SUPPLIED TEXT:
**********
The first volume of the yearbook History of Intellectual Culture (HIC) has been published. HIC is a new international and interdisciplinary open access yearbook for peer-reviewed papers, published by De Gruyter and edited by Charlotte A. Lerg, Johan Östling and Jana Weiß.
The yearbook emphasizes cultural dimensions of the history of knowledge and underscores that knowledge must be regarded as a fundamental category in society. In doing so, ideas, concepts, ideologies, theories, and cognitive practices are located within their social and material contexts.
With concepts of participation discussed in multiple disciplines from media studies to anthropology, from political sciences to sociology, the first issue of the new yearbook History of Intellectual Culture dedicates a thematic section to the way knowledge can and arguably must be conceptualized as “participatory”.
**********
DATA EXTRACTS:

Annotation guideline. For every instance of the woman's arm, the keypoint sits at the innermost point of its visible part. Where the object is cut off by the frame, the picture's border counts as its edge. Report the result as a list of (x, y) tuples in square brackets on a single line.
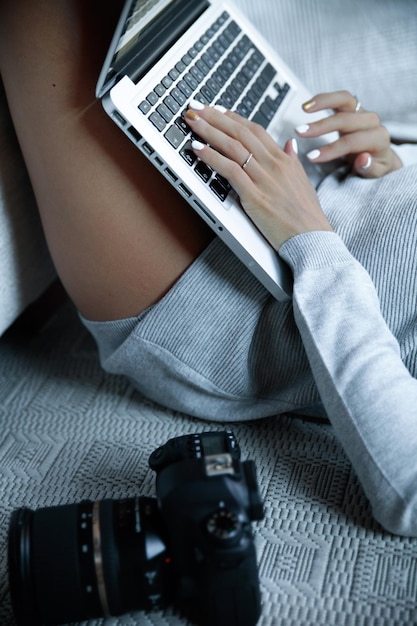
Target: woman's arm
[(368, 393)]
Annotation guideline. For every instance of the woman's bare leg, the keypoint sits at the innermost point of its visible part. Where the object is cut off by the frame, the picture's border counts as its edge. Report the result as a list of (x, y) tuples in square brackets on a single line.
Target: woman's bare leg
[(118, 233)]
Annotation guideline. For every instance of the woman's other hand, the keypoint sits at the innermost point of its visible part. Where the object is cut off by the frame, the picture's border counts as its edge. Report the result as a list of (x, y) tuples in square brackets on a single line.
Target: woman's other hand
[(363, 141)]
**********
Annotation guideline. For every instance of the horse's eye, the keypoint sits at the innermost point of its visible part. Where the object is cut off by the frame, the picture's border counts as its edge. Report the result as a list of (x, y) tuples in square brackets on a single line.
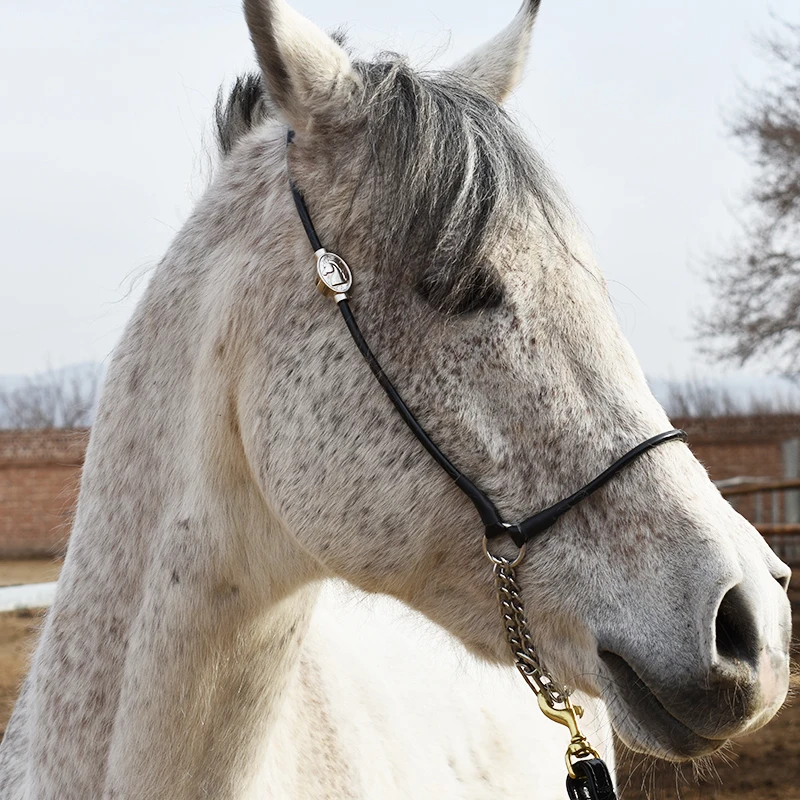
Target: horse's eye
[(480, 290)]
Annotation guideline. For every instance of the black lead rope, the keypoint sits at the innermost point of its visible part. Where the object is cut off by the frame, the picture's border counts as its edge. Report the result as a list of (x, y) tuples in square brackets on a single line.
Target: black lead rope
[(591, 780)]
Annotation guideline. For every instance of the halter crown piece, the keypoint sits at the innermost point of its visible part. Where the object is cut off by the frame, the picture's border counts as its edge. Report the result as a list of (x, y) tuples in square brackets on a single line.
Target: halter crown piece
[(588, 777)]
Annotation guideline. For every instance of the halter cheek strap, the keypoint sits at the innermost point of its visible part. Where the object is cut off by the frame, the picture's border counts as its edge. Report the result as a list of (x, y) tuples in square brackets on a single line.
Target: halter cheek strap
**********
TASKS TO CARRY OUT:
**A.** Repeat word for word the passage of the yearbook announcement starting with "The yearbook emphasizes" and going on through "and material contexts.".
**B.** Pick up the yearbook announcement after its final sentence and keep writing it.

OUTPUTS IN ORDER:
**A.**
The yearbook emphasizes cultural dimensions of the history of knowledge and underscores that knowledge must be regarded as a fundamental category in society. In doing so, ideas, concepts, ideologies, theories, and cognitive practices are located within their social and material contexts.

**B.**
Introducing and exploring “participatory knowledge”, the volume aims to draw attention to the potential of looking at knowledge formation and circulation through a new lens and to open a dialogue about how and what concepts and theories of participation can contribute to the history of knowledge. By asking who gets to participate in defining what counts as knowledge and in deciding whose knowledge is circulated, modes of participation enter into the examination of knowledge on various levels and within multiple cultural contexts.
The articles in this volume attest to the great variety of approaches, contexts, and interpretations of “participatory knowledge”, from the sociological projects of the Frankfurt School to the Uppsala-based Institute for Race Biology, from the Argentinian National Folklore Survey to current hashtag activism and Covid-19-archive projects.